# Exercise description
Could you transcribe the items from the line containing "the pendant light shade" through the line containing "the door knob", inclusive, reproducing each line precisely?

# Records provided

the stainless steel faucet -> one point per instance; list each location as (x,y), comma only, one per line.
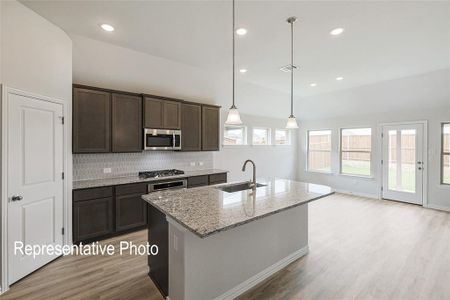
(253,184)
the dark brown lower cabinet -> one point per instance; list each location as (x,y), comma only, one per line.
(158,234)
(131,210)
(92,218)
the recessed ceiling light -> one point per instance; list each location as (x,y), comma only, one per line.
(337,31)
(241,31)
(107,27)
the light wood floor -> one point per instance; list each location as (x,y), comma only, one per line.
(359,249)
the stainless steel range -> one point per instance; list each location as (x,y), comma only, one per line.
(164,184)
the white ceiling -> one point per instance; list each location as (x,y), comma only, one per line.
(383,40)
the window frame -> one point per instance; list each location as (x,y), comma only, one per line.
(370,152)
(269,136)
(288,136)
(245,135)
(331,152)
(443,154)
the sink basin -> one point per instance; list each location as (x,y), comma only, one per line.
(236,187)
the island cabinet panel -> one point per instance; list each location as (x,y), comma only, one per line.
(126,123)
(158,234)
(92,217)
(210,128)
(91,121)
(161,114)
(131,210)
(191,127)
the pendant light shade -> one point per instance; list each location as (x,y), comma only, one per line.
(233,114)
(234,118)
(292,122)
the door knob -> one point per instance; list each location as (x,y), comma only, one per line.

...

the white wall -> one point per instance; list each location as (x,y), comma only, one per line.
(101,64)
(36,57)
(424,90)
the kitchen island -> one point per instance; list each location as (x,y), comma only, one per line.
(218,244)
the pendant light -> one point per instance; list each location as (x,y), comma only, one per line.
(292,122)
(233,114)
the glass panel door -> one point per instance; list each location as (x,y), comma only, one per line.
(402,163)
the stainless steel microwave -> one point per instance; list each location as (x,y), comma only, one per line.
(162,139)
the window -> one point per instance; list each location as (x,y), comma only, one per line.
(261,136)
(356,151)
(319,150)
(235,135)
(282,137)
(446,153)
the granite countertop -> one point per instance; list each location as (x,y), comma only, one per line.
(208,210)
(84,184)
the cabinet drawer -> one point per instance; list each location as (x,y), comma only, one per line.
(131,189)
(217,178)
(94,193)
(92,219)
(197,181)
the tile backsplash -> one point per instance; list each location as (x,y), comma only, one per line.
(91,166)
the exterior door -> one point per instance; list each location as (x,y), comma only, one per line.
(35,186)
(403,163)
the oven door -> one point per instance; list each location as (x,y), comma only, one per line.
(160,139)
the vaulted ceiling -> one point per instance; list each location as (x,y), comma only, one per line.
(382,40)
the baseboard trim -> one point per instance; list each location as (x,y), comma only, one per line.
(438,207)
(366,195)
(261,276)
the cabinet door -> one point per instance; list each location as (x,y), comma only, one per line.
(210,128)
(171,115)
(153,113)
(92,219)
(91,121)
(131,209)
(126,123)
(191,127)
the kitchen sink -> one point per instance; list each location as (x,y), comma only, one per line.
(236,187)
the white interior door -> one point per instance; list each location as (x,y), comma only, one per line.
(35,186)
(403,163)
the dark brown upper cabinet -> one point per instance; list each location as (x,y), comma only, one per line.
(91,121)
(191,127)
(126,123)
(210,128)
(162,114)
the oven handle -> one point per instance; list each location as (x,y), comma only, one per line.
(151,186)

# Task output
the pendant light shade -> one point per instance; list each location as (x,y), comma only, one per line.
(233,114)
(234,118)
(292,122)
the door knob -> one point per instance; list each location as (x,y), comma only, one per line.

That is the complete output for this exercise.